**MATERIAL**:

┄┄┄┄┄┄┄┄┄┄

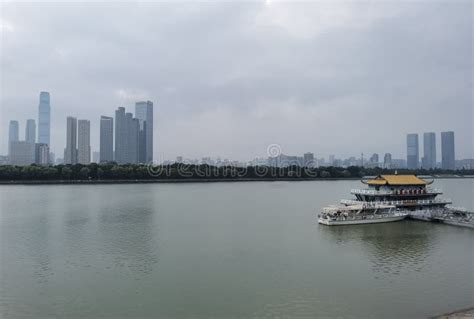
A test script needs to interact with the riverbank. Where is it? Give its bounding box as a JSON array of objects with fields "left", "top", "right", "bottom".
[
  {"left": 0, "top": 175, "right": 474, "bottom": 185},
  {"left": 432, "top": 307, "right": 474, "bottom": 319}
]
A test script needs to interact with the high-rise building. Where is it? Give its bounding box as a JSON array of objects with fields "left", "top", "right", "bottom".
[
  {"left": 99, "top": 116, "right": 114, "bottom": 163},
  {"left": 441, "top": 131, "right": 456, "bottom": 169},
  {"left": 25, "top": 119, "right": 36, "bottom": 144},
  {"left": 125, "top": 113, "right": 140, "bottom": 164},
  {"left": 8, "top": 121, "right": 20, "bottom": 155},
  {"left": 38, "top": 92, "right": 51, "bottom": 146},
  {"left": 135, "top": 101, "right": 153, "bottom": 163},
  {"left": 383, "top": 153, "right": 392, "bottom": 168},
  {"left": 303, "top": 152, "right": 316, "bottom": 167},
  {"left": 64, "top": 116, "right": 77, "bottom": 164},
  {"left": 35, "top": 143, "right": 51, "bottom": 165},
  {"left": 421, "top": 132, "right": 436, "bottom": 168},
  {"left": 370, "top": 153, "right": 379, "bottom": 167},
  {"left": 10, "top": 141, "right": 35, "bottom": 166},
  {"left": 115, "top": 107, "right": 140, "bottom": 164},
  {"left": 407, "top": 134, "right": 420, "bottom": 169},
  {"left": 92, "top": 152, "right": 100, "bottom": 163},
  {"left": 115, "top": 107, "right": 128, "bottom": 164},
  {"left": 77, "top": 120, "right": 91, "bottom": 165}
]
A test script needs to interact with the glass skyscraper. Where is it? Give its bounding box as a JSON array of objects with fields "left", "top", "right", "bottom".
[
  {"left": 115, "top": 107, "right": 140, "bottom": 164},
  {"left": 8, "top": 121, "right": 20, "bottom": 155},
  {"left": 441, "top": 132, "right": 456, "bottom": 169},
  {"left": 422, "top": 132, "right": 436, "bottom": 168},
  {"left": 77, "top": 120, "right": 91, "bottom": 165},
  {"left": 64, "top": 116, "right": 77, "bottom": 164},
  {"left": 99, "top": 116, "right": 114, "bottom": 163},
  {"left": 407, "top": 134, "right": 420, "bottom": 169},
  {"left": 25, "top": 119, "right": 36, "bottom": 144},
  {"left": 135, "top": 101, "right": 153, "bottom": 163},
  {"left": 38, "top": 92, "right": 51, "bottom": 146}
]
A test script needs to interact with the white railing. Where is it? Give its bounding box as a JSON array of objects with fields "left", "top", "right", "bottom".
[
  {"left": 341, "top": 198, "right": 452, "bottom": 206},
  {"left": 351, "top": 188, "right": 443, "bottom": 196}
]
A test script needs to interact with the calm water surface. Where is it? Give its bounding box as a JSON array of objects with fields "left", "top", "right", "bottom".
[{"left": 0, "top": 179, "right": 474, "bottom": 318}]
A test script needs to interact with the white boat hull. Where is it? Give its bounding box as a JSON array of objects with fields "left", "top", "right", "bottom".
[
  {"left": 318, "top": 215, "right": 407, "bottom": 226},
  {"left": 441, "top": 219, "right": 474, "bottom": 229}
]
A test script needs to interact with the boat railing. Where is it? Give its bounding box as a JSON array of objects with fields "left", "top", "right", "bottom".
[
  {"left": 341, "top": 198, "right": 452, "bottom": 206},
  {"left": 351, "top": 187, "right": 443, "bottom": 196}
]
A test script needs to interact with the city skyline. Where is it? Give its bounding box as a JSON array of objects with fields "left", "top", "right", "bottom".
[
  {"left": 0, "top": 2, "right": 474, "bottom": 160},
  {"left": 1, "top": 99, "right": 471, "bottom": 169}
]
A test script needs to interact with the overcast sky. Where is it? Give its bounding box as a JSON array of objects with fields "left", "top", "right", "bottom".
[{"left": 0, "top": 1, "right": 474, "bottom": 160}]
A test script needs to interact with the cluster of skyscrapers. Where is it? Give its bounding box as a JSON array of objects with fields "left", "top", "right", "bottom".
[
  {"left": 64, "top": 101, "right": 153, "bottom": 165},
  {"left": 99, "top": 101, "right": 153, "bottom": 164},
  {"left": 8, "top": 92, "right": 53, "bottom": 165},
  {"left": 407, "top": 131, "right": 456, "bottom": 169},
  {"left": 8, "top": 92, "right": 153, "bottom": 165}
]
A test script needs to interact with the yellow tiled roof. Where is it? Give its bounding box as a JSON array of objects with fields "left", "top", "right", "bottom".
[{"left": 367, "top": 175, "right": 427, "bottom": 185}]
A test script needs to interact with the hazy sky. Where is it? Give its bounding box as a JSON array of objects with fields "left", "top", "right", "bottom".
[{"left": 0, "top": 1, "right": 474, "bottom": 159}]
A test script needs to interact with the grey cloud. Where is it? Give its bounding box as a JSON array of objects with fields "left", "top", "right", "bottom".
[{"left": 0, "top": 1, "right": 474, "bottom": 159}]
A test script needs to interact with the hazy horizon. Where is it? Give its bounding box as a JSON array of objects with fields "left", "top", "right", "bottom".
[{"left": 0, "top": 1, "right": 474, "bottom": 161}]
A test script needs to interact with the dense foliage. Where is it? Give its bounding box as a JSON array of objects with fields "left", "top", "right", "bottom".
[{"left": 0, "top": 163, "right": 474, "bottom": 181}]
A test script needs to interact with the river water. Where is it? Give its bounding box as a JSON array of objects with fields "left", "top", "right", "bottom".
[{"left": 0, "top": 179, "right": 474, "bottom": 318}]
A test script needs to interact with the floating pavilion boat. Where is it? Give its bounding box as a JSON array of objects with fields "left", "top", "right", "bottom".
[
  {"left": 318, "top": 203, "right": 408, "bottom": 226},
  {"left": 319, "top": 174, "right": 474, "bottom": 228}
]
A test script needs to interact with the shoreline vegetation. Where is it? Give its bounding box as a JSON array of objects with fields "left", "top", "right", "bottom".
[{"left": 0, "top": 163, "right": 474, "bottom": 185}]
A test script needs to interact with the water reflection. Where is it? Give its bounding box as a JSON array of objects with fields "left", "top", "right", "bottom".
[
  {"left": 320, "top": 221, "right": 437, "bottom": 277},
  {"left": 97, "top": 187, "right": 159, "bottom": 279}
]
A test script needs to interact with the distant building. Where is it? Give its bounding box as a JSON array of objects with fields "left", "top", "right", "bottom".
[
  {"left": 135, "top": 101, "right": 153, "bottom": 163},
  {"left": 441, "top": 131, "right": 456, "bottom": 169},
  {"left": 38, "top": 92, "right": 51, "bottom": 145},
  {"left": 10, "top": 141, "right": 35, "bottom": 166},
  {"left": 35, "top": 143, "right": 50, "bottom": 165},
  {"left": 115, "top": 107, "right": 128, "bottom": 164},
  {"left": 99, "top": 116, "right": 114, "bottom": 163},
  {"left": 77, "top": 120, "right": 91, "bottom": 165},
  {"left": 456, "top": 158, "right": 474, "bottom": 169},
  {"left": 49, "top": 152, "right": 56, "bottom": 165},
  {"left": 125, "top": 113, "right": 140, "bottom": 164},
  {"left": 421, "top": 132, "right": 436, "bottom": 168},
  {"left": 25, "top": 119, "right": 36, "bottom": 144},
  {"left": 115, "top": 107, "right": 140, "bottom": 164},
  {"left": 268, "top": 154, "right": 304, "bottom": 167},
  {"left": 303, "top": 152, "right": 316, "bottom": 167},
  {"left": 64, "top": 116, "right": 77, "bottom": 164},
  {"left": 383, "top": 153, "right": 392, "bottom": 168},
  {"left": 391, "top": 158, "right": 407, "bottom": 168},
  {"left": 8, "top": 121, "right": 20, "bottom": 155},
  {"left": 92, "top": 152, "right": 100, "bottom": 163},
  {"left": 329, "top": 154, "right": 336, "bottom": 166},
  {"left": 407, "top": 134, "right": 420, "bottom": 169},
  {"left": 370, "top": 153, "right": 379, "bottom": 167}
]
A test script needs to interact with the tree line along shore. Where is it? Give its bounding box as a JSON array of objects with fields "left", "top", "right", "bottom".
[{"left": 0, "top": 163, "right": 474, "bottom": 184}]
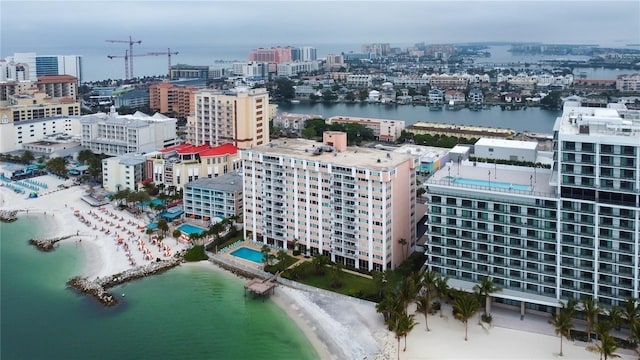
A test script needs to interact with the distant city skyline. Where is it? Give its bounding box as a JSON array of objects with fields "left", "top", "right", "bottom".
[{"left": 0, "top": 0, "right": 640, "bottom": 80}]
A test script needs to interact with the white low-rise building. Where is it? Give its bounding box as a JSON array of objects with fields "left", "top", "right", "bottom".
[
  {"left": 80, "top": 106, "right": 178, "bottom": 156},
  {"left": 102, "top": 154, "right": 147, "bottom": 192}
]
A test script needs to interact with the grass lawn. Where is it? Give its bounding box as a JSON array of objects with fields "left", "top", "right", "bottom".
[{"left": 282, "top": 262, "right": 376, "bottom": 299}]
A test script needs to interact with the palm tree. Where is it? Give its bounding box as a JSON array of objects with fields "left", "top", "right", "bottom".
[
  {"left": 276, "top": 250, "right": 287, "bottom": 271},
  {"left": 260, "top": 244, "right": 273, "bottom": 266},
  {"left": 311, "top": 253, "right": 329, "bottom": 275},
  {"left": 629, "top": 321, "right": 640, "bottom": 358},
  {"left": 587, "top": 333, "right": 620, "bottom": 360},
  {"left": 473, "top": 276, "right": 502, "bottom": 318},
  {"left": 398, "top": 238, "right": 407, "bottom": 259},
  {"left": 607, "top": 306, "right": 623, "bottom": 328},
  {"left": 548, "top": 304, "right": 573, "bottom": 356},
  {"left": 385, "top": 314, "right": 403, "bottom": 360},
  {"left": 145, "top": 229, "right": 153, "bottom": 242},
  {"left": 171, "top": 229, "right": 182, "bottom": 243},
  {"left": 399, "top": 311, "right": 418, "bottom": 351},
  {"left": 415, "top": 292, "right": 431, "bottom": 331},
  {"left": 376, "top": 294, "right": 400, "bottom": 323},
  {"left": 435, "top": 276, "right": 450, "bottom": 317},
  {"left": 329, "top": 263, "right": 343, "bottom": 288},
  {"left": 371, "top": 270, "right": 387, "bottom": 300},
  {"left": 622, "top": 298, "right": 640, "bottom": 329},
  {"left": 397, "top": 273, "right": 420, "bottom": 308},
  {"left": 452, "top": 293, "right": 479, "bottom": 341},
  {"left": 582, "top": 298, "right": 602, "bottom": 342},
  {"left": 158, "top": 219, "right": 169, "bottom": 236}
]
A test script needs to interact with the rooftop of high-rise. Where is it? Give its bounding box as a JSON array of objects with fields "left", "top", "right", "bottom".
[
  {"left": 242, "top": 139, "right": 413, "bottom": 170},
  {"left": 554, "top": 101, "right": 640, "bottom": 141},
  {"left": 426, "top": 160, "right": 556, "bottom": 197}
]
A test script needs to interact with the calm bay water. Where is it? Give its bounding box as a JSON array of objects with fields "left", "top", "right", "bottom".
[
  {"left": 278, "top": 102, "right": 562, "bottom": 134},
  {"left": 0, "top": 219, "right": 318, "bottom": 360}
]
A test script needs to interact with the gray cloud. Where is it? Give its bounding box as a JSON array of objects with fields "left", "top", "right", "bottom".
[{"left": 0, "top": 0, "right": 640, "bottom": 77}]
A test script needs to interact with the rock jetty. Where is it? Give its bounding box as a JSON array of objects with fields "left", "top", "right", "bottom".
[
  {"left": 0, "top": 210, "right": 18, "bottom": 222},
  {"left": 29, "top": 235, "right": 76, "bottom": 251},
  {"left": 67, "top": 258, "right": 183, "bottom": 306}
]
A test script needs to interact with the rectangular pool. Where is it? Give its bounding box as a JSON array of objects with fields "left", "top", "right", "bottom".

┄┄┄┄┄┄┄┄┄┄

**TASK OBJECTIVE**: Rewrite the listing from the line containing "A test script needs to interact with the calm bay" through the end of the listing, replacing "rock jetty" with "stone pier" and leaving everything else unchanged.

**RESPONSE TO THIS EXERCISE**:
A test script needs to interact with the calm bay water. Where is it? Give its bounding box as a JSON array of objects with fields "left", "top", "right", "bottom".
[
  {"left": 278, "top": 102, "right": 562, "bottom": 134},
  {"left": 0, "top": 219, "right": 318, "bottom": 360}
]
A test script needs to interact with the gray cloud. Where is it? Give its bounding box as a JSON array of objects with fields "left", "top", "right", "bottom".
[{"left": 0, "top": 0, "right": 640, "bottom": 77}]
A test script needs to interact with the stone pier. Where is it? Give its bounding box as a JSON array of objects with fields "left", "top", "right", "bottom".
[
  {"left": 0, "top": 210, "right": 18, "bottom": 222},
  {"left": 29, "top": 235, "right": 76, "bottom": 251},
  {"left": 67, "top": 258, "right": 183, "bottom": 306}
]
A test script needs to interact with the rectangular pool. Where is it? Give its bounding box as a JSON array of objects with fields "left", "top", "right", "bottom".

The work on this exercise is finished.